» **YOUR ASSIGNMENT**
The lines wanted are those in the data below that include "Where".
╭─ EXTRACTED MATERIAL
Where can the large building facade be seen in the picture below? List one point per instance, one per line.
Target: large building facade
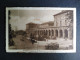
(61, 27)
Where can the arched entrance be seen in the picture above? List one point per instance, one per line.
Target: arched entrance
(66, 33)
(61, 33)
(56, 33)
(49, 32)
(52, 32)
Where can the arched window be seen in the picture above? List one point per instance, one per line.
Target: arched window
(66, 33)
(52, 32)
(49, 32)
(61, 33)
(56, 33)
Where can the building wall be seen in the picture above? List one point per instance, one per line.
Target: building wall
(63, 27)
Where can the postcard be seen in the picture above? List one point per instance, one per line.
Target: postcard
(40, 29)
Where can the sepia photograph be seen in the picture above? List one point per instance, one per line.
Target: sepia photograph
(40, 29)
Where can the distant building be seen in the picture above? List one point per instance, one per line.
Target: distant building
(61, 27)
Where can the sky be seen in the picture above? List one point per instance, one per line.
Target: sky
(19, 18)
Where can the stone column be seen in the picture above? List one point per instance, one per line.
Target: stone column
(63, 33)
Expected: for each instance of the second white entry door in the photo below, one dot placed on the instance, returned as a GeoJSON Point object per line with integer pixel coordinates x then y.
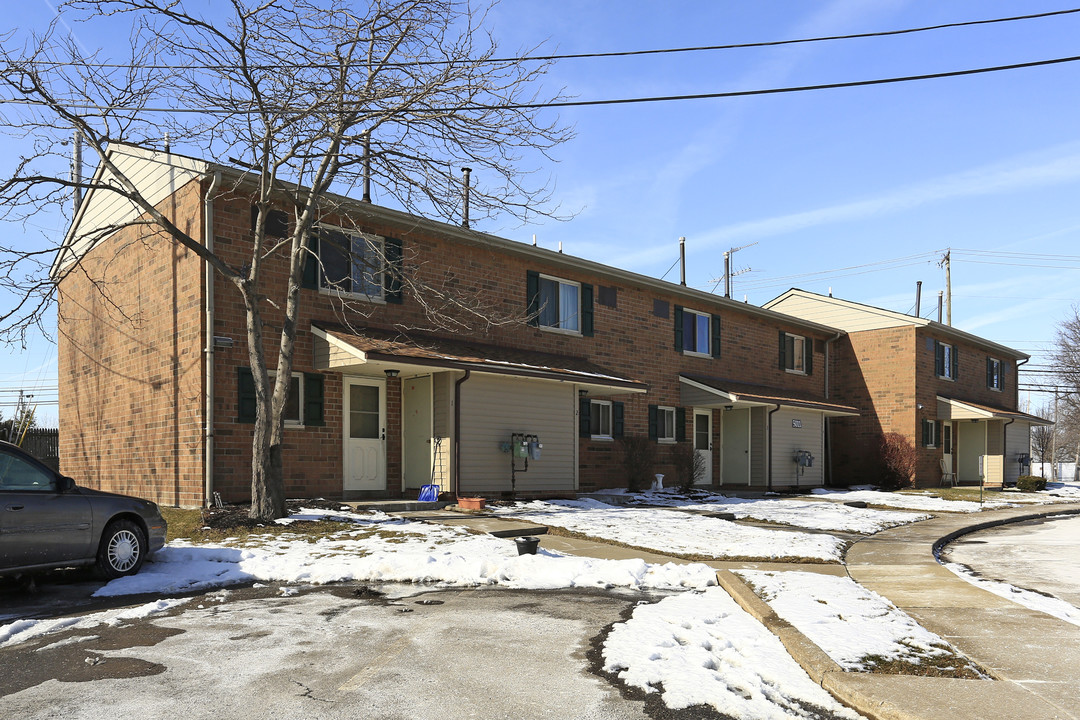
{"type": "Point", "coordinates": [365, 435]}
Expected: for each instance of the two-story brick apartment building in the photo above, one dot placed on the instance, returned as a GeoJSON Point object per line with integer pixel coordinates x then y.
{"type": "Point", "coordinates": [953, 394]}
{"type": "Point", "coordinates": [156, 394]}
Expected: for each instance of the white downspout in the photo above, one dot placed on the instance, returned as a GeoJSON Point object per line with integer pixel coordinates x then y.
{"type": "Point", "coordinates": [208, 352]}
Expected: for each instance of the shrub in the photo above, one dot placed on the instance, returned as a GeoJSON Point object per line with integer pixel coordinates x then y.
{"type": "Point", "coordinates": [899, 458]}
{"type": "Point", "coordinates": [689, 465]}
{"type": "Point", "coordinates": [1030, 483]}
{"type": "Point", "coordinates": [638, 459]}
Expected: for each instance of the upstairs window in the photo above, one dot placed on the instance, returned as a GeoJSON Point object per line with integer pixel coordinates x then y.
{"type": "Point", "coordinates": [946, 361]}
{"type": "Point", "coordinates": [994, 374]}
{"type": "Point", "coordinates": [559, 304]}
{"type": "Point", "coordinates": [796, 353]}
{"type": "Point", "coordinates": [697, 333]}
{"type": "Point", "coordinates": [355, 265]}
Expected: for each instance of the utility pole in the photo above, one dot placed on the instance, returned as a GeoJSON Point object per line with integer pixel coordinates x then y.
{"type": "Point", "coordinates": [947, 262]}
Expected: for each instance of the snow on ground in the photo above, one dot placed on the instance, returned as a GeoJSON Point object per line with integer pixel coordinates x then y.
{"type": "Point", "coordinates": [813, 515]}
{"type": "Point", "coordinates": [926, 503]}
{"type": "Point", "coordinates": [1037, 601]}
{"type": "Point", "coordinates": [666, 531]}
{"type": "Point", "coordinates": [703, 649]}
{"type": "Point", "coordinates": [393, 551]}
{"type": "Point", "coordinates": [849, 622]}
{"type": "Point", "coordinates": [22, 630]}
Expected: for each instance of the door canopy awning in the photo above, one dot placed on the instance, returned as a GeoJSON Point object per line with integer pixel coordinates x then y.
{"type": "Point", "coordinates": [373, 352]}
{"type": "Point", "coordinates": [949, 408]}
{"type": "Point", "coordinates": [703, 391]}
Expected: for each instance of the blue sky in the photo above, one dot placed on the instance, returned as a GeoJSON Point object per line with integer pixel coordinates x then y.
{"type": "Point", "coordinates": [880, 178]}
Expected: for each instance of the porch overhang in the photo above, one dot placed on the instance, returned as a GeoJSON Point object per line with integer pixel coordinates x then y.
{"type": "Point", "coordinates": [950, 408]}
{"type": "Point", "coordinates": [373, 352]}
{"type": "Point", "coordinates": [703, 391]}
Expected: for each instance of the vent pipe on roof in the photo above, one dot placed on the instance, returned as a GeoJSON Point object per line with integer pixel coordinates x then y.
{"type": "Point", "coordinates": [682, 260]}
{"type": "Point", "coordinates": [367, 167]}
{"type": "Point", "coordinates": [77, 173]}
{"type": "Point", "coordinates": [464, 178]}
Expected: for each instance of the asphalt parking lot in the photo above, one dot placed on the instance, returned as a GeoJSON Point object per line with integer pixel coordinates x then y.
{"type": "Point", "coordinates": [334, 652]}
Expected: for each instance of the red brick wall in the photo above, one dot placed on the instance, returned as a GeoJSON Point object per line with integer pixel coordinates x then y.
{"type": "Point", "coordinates": [130, 363]}
{"type": "Point", "coordinates": [629, 340]}
{"type": "Point", "coordinates": [886, 374]}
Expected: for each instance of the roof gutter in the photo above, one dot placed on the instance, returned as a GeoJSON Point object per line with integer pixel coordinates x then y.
{"type": "Point", "coordinates": [208, 351]}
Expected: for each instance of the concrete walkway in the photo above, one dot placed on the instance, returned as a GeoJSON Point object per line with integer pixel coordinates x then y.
{"type": "Point", "coordinates": [1033, 657]}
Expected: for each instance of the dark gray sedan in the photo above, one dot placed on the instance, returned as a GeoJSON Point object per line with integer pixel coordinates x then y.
{"type": "Point", "coordinates": [48, 521]}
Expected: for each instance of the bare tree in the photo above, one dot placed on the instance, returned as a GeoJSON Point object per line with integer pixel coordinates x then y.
{"type": "Point", "coordinates": [305, 94]}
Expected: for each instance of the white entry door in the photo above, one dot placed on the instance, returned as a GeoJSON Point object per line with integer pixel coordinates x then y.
{"type": "Point", "coordinates": [365, 434]}
{"type": "Point", "coordinates": [703, 443]}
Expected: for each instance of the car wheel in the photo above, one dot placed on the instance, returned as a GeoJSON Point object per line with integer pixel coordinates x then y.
{"type": "Point", "coordinates": [122, 549]}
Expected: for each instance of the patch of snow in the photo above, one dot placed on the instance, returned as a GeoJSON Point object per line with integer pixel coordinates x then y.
{"type": "Point", "coordinates": [396, 551]}
{"type": "Point", "coordinates": [703, 649]}
{"type": "Point", "coordinates": [849, 622]}
{"type": "Point", "coordinates": [798, 513]}
{"type": "Point", "coordinates": [666, 531]}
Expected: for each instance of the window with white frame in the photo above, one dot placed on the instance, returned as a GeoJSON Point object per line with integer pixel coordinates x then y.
{"type": "Point", "coordinates": [558, 303]}
{"type": "Point", "coordinates": [795, 353]}
{"type": "Point", "coordinates": [945, 361]}
{"type": "Point", "coordinates": [599, 418]}
{"type": "Point", "coordinates": [352, 262]}
{"type": "Point", "coordinates": [696, 331]}
{"type": "Point", "coordinates": [665, 424]}
{"type": "Point", "coordinates": [994, 374]}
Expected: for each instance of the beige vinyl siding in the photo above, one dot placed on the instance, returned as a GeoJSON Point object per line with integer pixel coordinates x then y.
{"type": "Point", "coordinates": [786, 439]}
{"type": "Point", "coordinates": [995, 451]}
{"type": "Point", "coordinates": [758, 417]}
{"type": "Point", "coordinates": [1017, 442]}
{"type": "Point", "coordinates": [442, 402]}
{"type": "Point", "coordinates": [156, 174]}
{"type": "Point", "coordinates": [840, 314]}
{"type": "Point", "coordinates": [493, 407]}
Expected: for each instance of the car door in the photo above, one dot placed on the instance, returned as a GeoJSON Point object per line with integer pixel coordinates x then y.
{"type": "Point", "coordinates": [40, 524]}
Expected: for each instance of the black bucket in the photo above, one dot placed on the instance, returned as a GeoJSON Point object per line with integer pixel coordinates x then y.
{"type": "Point", "coordinates": [527, 545]}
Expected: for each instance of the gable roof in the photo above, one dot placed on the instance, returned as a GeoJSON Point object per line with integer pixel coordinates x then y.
{"type": "Point", "coordinates": [165, 172]}
{"type": "Point", "coordinates": [852, 316]}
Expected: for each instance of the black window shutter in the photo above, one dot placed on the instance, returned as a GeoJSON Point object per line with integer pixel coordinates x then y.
{"type": "Point", "coordinates": [310, 280]}
{"type": "Point", "coordinates": [246, 402]}
{"type": "Point", "coordinates": [313, 399]}
{"type": "Point", "coordinates": [532, 297]}
{"type": "Point", "coordinates": [716, 336]}
{"type": "Point", "coordinates": [392, 273]}
{"type": "Point", "coordinates": [586, 310]}
{"type": "Point", "coordinates": [678, 328]}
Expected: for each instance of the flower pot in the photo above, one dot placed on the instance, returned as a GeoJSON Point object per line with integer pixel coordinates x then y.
{"type": "Point", "coordinates": [471, 503]}
{"type": "Point", "coordinates": [527, 545]}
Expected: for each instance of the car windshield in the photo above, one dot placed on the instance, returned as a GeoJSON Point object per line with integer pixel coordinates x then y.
{"type": "Point", "coordinates": [17, 474]}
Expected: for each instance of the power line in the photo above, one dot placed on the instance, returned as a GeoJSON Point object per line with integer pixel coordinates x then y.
{"type": "Point", "coordinates": [575, 104]}
{"type": "Point", "coordinates": [626, 53]}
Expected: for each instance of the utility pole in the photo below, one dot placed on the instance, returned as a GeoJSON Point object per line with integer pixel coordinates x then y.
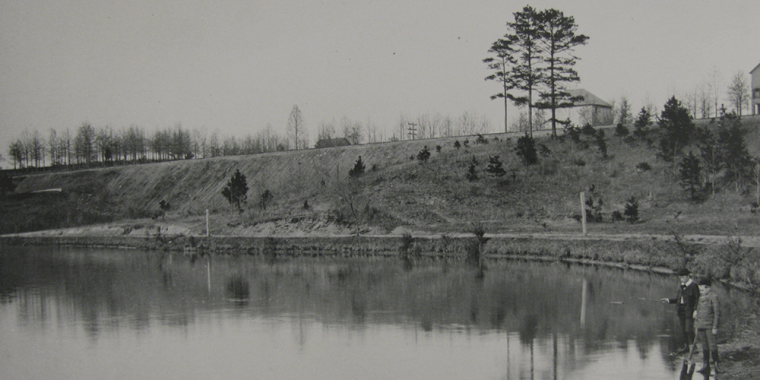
{"type": "Point", "coordinates": [412, 131]}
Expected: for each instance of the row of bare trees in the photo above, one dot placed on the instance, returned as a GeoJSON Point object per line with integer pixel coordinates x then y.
{"type": "Point", "coordinates": [704, 101]}
{"type": "Point", "coordinates": [90, 145]}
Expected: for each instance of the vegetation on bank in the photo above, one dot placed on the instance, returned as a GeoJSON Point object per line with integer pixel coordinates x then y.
{"type": "Point", "coordinates": [675, 177]}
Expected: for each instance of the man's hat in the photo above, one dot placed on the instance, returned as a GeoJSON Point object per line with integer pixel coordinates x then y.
{"type": "Point", "coordinates": [683, 272]}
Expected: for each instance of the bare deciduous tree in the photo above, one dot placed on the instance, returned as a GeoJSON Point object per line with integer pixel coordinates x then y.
{"type": "Point", "coordinates": [295, 125]}
{"type": "Point", "coordinates": [738, 92]}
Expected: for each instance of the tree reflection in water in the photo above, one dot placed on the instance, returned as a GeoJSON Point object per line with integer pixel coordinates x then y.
{"type": "Point", "coordinates": [562, 316]}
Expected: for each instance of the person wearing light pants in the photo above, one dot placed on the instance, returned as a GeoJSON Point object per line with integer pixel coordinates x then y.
{"type": "Point", "coordinates": [706, 319]}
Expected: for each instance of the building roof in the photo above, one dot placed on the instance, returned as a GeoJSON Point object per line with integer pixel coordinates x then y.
{"type": "Point", "coordinates": [589, 99]}
{"type": "Point", "coordinates": [756, 67]}
{"type": "Point", "coordinates": [327, 143]}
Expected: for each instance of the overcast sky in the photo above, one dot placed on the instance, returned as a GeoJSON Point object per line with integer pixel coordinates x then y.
{"type": "Point", "coordinates": [236, 66]}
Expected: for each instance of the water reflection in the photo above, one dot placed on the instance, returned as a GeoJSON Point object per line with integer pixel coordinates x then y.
{"type": "Point", "coordinates": [331, 318]}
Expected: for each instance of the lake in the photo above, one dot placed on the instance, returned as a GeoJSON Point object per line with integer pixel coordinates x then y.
{"type": "Point", "coordinates": [121, 314]}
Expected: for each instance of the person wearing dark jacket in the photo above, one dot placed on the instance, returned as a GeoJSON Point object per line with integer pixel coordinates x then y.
{"type": "Point", "coordinates": [686, 302]}
{"type": "Point", "coordinates": [706, 319]}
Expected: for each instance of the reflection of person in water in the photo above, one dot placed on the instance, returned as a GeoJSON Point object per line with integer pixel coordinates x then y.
{"type": "Point", "coordinates": [686, 302]}
{"type": "Point", "coordinates": [706, 319]}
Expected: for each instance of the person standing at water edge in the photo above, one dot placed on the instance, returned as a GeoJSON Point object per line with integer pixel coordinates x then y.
{"type": "Point", "coordinates": [706, 319]}
{"type": "Point", "coordinates": [686, 302]}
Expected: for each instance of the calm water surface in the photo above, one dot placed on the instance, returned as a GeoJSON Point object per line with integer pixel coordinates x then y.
{"type": "Point", "coordinates": [104, 314]}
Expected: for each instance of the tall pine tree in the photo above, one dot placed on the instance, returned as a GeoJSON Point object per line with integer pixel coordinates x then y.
{"type": "Point", "coordinates": [501, 63]}
{"type": "Point", "coordinates": [526, 74]}
{"type": "Point", "coordinates": [558, 38]}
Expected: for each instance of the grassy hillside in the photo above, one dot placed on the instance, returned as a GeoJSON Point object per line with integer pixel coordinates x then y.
{"type": "Point", "coordinates": [396, 191]}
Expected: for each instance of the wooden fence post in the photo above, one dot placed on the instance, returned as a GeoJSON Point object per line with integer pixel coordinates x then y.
{"type": "Point", "coordinates": [583, 212]}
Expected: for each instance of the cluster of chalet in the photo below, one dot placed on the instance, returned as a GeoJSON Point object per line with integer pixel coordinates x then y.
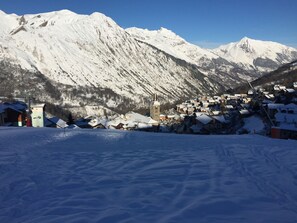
{"type": "Point", "coordinates": [214, 114]}
{"type": "Point", "coordinates": [282, 112]}
{"type": "Point", "coordinates": [17, 114]}
{"type": "Point", "coordinates": [223, 114]}
{"type": "Point", "coordinates": [204, 115]}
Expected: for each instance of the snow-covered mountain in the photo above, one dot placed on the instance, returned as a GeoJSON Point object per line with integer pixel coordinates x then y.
{"type": "Point", "coordinates": [92, 54]}
{"type": "Point", "coordinates": [79, 60]}
{"type": "Point", "coordinates": [229, 64]}
{"type": "Point", "coordinates": [262, 56]}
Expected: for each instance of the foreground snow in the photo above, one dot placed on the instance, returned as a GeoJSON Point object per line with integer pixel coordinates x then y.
{"type": "Point", "coordinates": [48, 175]}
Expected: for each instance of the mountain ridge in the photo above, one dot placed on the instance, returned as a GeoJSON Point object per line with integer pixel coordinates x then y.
{"type": "Point", "coordinates": [90, 55]}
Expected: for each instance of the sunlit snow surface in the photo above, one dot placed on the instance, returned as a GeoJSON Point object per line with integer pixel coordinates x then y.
{"type": "Point", "coordinates": [48, 175]}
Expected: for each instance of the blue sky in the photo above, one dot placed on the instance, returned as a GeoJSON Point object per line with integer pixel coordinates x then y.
╰─
» **RESPONSE AREA**
Where can the large building facade be seen in the picture below? List one point per instance, one per line.
Where can the arched entrance be seen in the picture above? List one point per instance, one per line.
Where can the arched window be seen in the picture above? List one point per instance, one per line.
Where can the building wall be seen in the picture above? List one point per instance, one per line.
Where can the postcard be seen in the picture above? List one point per instance, one per line.
Where can the sepia photograph be seen in the picture above? List one point per instance, one per line.
Where can the distant building be seen in the picture above? List one point per instance, one per line.
Where can the sky be seen in the picture above? List one point per instance, one per line.
Where can the stone column be seen in the picture above? List one point per instance, one per line.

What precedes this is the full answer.